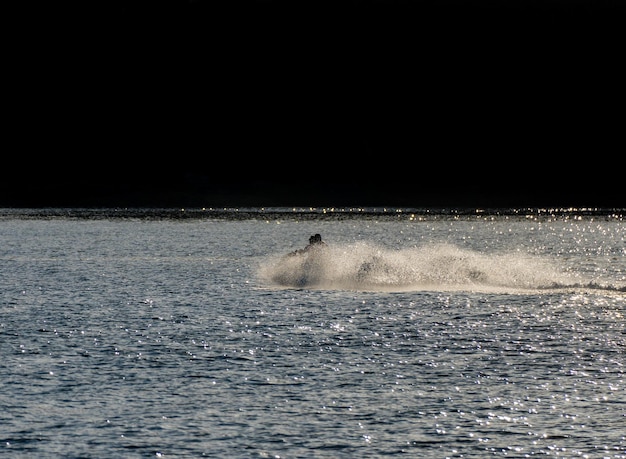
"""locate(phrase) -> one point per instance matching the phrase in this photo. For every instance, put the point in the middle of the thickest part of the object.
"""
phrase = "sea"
(418, 333)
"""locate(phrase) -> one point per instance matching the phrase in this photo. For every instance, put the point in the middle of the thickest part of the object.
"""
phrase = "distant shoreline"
(299, 213)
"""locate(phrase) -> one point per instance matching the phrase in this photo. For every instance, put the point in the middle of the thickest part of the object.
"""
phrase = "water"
(136, 334)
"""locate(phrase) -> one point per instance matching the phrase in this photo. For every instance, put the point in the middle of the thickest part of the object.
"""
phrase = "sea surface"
(143, 333)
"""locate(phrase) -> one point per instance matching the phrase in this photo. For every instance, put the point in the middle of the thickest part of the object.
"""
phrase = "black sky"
(398, 103)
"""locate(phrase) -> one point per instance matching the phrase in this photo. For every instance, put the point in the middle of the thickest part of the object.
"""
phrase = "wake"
(437, 267)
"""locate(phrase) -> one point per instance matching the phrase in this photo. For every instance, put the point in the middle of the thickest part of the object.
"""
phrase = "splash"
(436, 267)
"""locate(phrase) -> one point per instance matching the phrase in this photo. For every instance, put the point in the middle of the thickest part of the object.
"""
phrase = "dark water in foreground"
(466, 336)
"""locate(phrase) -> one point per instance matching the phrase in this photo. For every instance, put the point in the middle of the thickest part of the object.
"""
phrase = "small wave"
(368, 267)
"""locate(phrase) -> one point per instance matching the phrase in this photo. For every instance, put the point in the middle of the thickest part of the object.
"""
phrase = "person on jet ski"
(315, 242)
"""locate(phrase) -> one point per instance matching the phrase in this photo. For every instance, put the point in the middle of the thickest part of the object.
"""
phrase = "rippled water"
(470, 337)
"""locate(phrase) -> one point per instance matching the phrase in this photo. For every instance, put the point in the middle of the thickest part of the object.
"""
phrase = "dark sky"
(344, 102)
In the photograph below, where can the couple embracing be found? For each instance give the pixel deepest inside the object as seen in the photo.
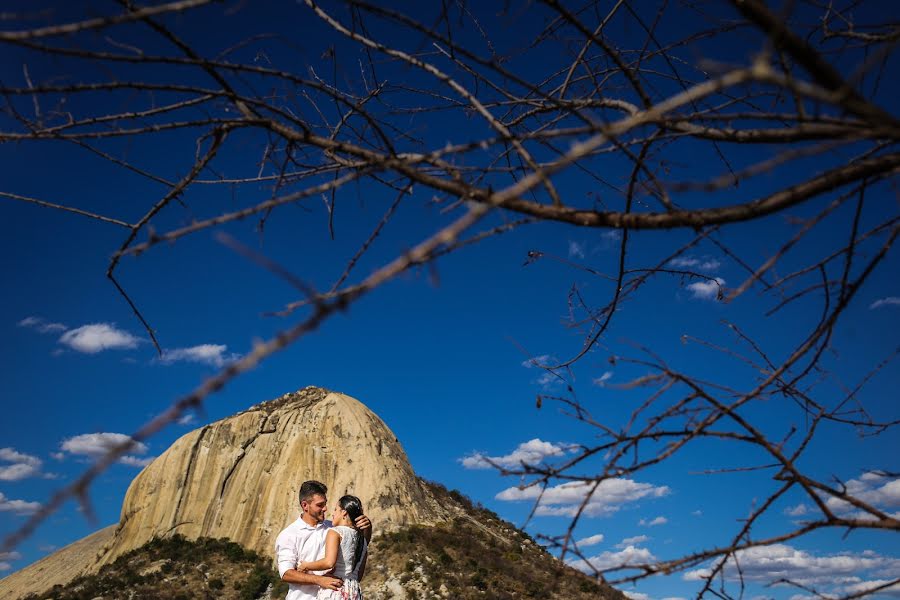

---------------

Retype the material in full, exactly as written, and exclude the pictures.

"""locate(phrase) -> one point per instance matching the phrase in this photo. For every instance, put the point in the middle of the thickest part of the object.
"""
phrase = "sea"
(418, 333)
"""locate(phrase) -> one point per instance matching the phrase in this photo. For every instance, put the point in the middle of the thickest part of the object.
"""
phrase = "distant shoreline"
(299, 213)
"""locate(phrase) -> one point per instance matching the phrase in this photo. For every instance, put the point in the middle of the thickest part of the object.
"""
phrase = "water"
(136, 334)
"""locate(phrase) -> one point per instance matching the phrase in this photo. For every instance, put the point in the middle of the thickest part of the object.
"""
phrase = "sea surface"
(143, 333)
"""locate(phrase) -> one point per instance matching the phrase in this photo. For every instance, put the point in the middle of the thickest part of the object.
"""
phrase = "black sky"
(398, 103)
"""locate(phrase) -> one point per instance matching the phrase in this photo. For every instance, put the point in the middle of the thickest part of the object.
"""
phrase = "wake"
(437, 267)
"""locate(phrase) -> one point per instance matching the phrase in this photo. For every instance, put the point in the middle of the thickest part of the object.
"""
phrase = "splash"
(436, 267)
"""locate(phrase) -> one point per instance matching the phrase in this photo. For every instance, put the point in the middle of the thickest part of the object.
"""
phrase = "dark water in foreground"
(466, 336)
"""locate(phrase) -> one point per instance matching the phrase in this photo. For every instance, put the point in the middle of the thickest part of the object.
"""
phrase = "small wave"
(368, 267)
"""locate(phrase) -> one point per instance matching the phrase in this photo. For every instance, put the point in the middle of the thickest part of the object.
"""
phrase = "person on jet ski"
(315, 242)
"""locate(phrase) -> one point per instance matching the phrase in this photo. For every instance, put the point in the middle of the thickest part of the object.
"""
phrase = "rippled water"
(470, 337)
"""locate(phrase) -> one point per instance matching the phrase in this photo. For every instance, put the point in the middle of the thickest part of the object.
"""
phrase = "dark sky"
(344, 102)
In the photograph below, where can the couple embracing be found? For each instance give the pixel deepest inside the object as seen in the photo.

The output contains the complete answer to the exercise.